Dataset excerpt:
= = = = = = =
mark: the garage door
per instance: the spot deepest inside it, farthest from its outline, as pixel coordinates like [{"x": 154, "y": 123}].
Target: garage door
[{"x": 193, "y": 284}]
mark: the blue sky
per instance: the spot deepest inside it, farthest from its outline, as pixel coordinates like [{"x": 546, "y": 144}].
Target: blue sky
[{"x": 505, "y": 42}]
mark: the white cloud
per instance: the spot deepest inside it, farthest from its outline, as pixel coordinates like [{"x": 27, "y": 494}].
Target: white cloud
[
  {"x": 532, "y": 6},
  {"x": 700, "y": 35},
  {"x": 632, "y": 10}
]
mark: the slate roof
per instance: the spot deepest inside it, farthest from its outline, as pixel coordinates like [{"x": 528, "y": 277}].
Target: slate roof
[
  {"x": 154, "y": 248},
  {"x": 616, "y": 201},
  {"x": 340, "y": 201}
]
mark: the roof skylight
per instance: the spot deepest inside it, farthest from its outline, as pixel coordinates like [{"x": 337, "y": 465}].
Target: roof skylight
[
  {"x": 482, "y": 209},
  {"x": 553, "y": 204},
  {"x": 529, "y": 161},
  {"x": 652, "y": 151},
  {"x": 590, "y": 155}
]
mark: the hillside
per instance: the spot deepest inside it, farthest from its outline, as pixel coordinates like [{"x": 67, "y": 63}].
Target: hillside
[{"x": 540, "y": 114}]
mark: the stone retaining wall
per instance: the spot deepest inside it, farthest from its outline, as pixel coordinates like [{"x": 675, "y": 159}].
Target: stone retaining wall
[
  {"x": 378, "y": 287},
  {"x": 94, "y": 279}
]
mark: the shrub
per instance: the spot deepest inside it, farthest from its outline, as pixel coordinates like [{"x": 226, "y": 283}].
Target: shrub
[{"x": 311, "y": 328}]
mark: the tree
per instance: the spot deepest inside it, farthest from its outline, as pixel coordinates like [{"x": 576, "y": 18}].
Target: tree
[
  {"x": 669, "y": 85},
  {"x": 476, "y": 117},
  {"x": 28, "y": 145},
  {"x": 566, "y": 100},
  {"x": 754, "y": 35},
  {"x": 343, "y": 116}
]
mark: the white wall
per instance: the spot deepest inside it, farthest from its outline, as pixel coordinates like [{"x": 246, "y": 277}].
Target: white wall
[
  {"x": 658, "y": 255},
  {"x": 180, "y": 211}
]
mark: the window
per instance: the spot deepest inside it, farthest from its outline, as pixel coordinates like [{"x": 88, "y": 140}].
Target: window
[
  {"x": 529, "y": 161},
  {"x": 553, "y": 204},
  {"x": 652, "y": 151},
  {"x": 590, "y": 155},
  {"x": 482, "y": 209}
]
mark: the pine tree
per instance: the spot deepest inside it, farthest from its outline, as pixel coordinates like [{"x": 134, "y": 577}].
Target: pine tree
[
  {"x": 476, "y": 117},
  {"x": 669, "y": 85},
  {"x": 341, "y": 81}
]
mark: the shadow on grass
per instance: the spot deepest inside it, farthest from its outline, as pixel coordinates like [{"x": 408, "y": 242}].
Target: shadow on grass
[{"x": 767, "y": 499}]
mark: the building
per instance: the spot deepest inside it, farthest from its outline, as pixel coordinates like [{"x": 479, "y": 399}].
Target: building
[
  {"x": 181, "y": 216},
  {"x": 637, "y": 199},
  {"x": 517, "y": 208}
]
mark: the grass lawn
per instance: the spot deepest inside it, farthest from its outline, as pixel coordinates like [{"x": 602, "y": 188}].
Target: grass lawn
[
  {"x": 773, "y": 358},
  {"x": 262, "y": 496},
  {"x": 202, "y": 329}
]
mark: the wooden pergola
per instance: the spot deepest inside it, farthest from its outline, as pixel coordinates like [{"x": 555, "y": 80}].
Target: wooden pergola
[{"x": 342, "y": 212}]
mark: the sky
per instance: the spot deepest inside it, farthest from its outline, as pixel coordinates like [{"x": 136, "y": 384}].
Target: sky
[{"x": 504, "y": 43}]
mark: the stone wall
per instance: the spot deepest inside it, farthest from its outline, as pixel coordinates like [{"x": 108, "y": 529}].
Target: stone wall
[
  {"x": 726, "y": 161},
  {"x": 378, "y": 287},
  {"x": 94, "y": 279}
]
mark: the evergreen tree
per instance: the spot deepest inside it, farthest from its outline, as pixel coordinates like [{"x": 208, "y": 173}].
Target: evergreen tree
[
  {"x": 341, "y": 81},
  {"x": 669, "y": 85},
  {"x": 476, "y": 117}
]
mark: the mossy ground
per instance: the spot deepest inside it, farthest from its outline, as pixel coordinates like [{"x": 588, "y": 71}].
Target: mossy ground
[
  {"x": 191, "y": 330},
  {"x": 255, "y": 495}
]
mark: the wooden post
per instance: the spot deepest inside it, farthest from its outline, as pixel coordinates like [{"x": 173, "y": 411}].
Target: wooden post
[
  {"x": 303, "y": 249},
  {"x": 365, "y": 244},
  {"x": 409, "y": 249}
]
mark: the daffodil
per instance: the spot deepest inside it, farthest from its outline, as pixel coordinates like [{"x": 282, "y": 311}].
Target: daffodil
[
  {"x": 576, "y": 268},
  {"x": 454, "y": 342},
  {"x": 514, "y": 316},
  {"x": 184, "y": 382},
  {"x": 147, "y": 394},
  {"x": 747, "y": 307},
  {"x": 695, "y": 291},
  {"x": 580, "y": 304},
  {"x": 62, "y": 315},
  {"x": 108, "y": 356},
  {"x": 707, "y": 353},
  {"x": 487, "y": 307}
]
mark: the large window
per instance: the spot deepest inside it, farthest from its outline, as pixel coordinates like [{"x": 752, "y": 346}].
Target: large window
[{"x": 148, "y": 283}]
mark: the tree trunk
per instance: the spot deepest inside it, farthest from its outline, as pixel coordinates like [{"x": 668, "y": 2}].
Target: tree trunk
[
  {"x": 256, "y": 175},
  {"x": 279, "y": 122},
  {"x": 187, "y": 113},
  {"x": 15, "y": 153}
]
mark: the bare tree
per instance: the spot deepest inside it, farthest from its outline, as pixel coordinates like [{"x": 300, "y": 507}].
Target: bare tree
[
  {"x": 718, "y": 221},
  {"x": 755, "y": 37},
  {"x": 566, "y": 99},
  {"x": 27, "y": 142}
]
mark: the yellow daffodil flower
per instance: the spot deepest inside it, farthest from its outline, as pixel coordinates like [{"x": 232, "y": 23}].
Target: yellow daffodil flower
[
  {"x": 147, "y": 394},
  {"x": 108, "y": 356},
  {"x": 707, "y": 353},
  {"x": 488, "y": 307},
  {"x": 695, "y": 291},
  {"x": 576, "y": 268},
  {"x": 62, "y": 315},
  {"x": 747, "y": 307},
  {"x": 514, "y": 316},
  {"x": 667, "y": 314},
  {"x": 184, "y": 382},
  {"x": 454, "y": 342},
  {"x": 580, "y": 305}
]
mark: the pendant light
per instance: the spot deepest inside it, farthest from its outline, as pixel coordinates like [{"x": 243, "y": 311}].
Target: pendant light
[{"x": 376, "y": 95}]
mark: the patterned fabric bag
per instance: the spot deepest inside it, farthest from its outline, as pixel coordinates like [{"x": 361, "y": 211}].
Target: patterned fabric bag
= = = = = = =
What you are asked to do
Copy every line exactly. Leave nothing out.

Solved exercise
mark: the garage door
per instance: the spot deepest inside it, farthest from its outline, as pixel coordinates like [{"x": 154, "y": 123}].
Target: garage door
[{"x": 193, "y": 284}]
mark: the blue sky
per instance: the spot deepest inside it, farthest from its outline, as pixel coordinates like [{"x": 546, "y": 144}].
Target: blue sky
[{"x": 505, "y": 42}]
mark: the white cloud
per instance: the spot deepest inside it, farthest from its outline, as pixel coordinates like [{"x": 27, "y": 494}].
Target: white cloud
[
  {"x": 532, "y": 6},
  {"x": 700, "y": 35},
  {"x": 632, "y": 10}
]
mark: the slate roof
per instance: the spot deepest inside it, farthest from its outline, as pixel coordinates like [{"x": 528, "y": 277}].
Target: slate roof
[
  {"x": 154, "y": 248},
  {"x": 616, "y": 201},
  {"x": 340, "y": 201}
]
mark: the roof skylight
per instance: the spot deepest inside it, farthest from its outline, as pixel coordinates like [{"x": 337, "y": 465}].
Target: roof skylight
[
  {"x": 482, "y": 209},
  {"x": 553, "y": 204},
  {"x": 529, "y": 161},
  {"x": 652, "y": 151},
  {"x": 590, "y": 155}
]
mark: the hillside
per instance: the spot deepest inside it, farthest from its outline, as pixel coordinates like [{"x": 67, "y": 63}].
Target: hillside
[{"x": 540, "y": 114}]
mark: the stone retaining wall
per instance: the spot deepest inside it, farthest from its outline, as pixel coordinates like [{"x": 675, "y": 159}].
Target: stone retaining wall
[
  {"x": 378, "y": 287},
  {"x": 94, "y": 279}
]
mark: the shrub
per instance: the spot deepest inside it, farthest from its outline, as pixel coordinates like [{"x": 226, "y": 283}].
Target: shrub
[{"x": 311, "y": 328}]
mark: the tree
per instance: the spot deepest inside it, farthest from its outline, as pixel coordinates like [{"x": 576, "y": 18}].
Target: tree
[
  {"x": 669, "y": 85},
  {"x": 476, "y": 117},
  {"x": 28, "y": 145},
  {"x": 566, "y": 100},
  {"x": 754, "y": 35},
  {"x": 343, "y": 116}
]
mark: the white wall
per instance: the spot deepest inside it, farthest from its outline, as pixel coordinates like [{"x": 246, "y": 277}].
Target: white wall
[
  {"x": 658, "y": 255},
  {"x": 180, "y": 211}
]
mark: the window
per instance: the spot deepest inside it, farthest from its outline, as pixel coordinates like [{"x": 88, "y": 140}].
Target: window
[
  {"x": 529, "y": 161},
  {"x": 553, "y": 204},
  {"x": 652, "y": 151},
  {"x": 590, "y": 155},
  {"x": 482, "y": 209}
]
mark: the pine tree
per instance: the spot deepest inside it, farthest from its outline, as pixel coordinates like [{"x": 134, "y": 577}].
Target: pine tree
[
  {"x": 476, "y": 117},
  {"x": 669, "y": 85},
  {"x": 341, "y": 81}
]
mark: the shadow on grass
per instance: the spot deepest inside it, farthest from its outline, as pixel coordinates like [{"x": 408, "y": 242}].
Target: shadow on grass
[{"x": 767, "y": 499}]
mark: the building
per instance: the spot deepest inside it, farthest from its outline, as pixel coordinates like [{"x": 479, "y": 399}].
Target: building
[
  {"x": 181, "y": 216},
  {"x": 637, "y": 199},
  {"x": 517, "y": 208}
]
mark: the grass lawn
per instance: the spot deepest inside it, farthest from its outline, as pixel coordinates like [{"x": 602, "y": 188}].
Target: grass lawn
[
  {"x": 773, "y": 358},
  {"x": 262, "y": 496},
  {"x": 202, "y": 329}
]
mark: the wooden pergola
per instance: the spot deepest inside it, farthest from its outline, as pixel coordinates like [{"x": 555, "y": 80}].
Target: wooden pergola
[{"x": 342, "y": 212}]
mark: the sky
per instance: the spot deepest inside it, farthest from its outline, as pixel coordinates like [{"x": 136, "y": 384}].
Target: sky
[{"x": 504, "y": 43}]
mark: the stone wall
per instance: the spot deepest inside it, farthest from its outline, as pixel coordinates like [{"x": 108, "y": 529}].
Target: stone wall
[
  {"x": 726, "y": 161},
  {"x": 378, "y": 287},
  {"x": 94, "y": 279}
]
mark: the evergreen tree
per instance: the spot deepest inside it, farthest from its outline, as pixel coordinates like [{"x": 208, "y": 173}].
Target: evergreen tree
[
  {"x": 341, "y": 81},
  {"x": 669, "y": 85},
  {"x": 476, "y": 117}
]
mark: the mossy ground
per instance: the spot deepest inside it, farthest from its outline, as pixel coordinates like [{"x": 588, "y": 71}].
Target: mossy ground
[
  {"x": 191, "y": 330},
  {"x": 255, "y": 495}
]
mark: the wooden post
per instance: the spot deepest inside it, farthest from its outline, as pixel coordinates like [{"x": 173, "y": 411}].
Target: wooden post
[
  {"x": 303, "y": 249},
  {"x": 365, "y": 244},
  {"x": 409, "y": 249}
]
mark: the daffodil
per instance: the spot deepest inside it, farthest from its outline, as pixel coordinates like [{"x": 282, "y": 311}].
Target: daffodil
[
  {"x": 576, "y": 268},
  {"x": 454, "y": 342},
  {"x": 514, "y": 316},
  {"x": 184, "y": 382},
  {"x": 147, "y": 394},
  {"x": 747, "y": 307},
  {"x": 695, "y": 291},
  {"x": 580, "y": 304},
  {"x": 62, "y": 315},
  {"x": 108, "y": 356},
  {"x": 707, "y": 353},
  {"x": 487, "y": 307}
]
mark: the large window
per instance: the spot deepest inside it, farthest from its outline, as pixel coordinates like [{"x": 752, "y": 346}].
Target: large window
[{"x": 148, "y": 283}]
mark: the tree trunk
per instance: the spot deepest inside it, farthest from its outline, as pixel coordinates like [{"x": 668, "y": 2}].
Target: tree trunk
[
  {"x": 256, "y": 175},
  {"x": 279, "y": 122},
  {"x": 187, "y": 113},
  {"x": 15, "y": 153}
]
mark: the bare tree
per instance: the spot deepest inside it, farthest from its outline, as pixel coordinates like [{"x": 300, "y": 507}].
Target: bare tree
[
  {"x": 718, "y": 221},
  {"x": 755, "y": 37},
  {"x": 566, "y": 99},
  {"x": 27, "y": 142}
]
mark: the yellow daffodil flower
per instance: the spot deepest inside it, farthest from its outline, as pixel coordinates like [{"x": 232, "y": 23}].
Target: yellow daffodil flower
[
  {"x": 147, "y": 394},
  {"x": 108, "y": 356},
  {"x": 707, "y": 353},
  {"x": 488, "y": 307},
  {"x": 695, "y": 291},
  {"x": 576, "y": 268},
  {"x": 62, "y": 315},
  {"x": 747, "y": 307},
  {"x": 514, "y": 316},
  {"x": 667, "y": 314},
  {"x": 184, "y": 382},
  {"x": 454, "y": 342},
  {"x": 580, "y": 305}
]
mark: the pendant light
per instance: the spot deepest inside it, farthest from its outline, as pixel coordinates like [{"x": 243, "y": 311}].
Target: pendant light
[{"x": 376, "y": 95}]
mark: the patterned fabric bag
per instance: the spot deepest inside it, farthest from its outline, as pixel coordinates like [{"x": 361, "y": 211}].
Target: patterned fabric bag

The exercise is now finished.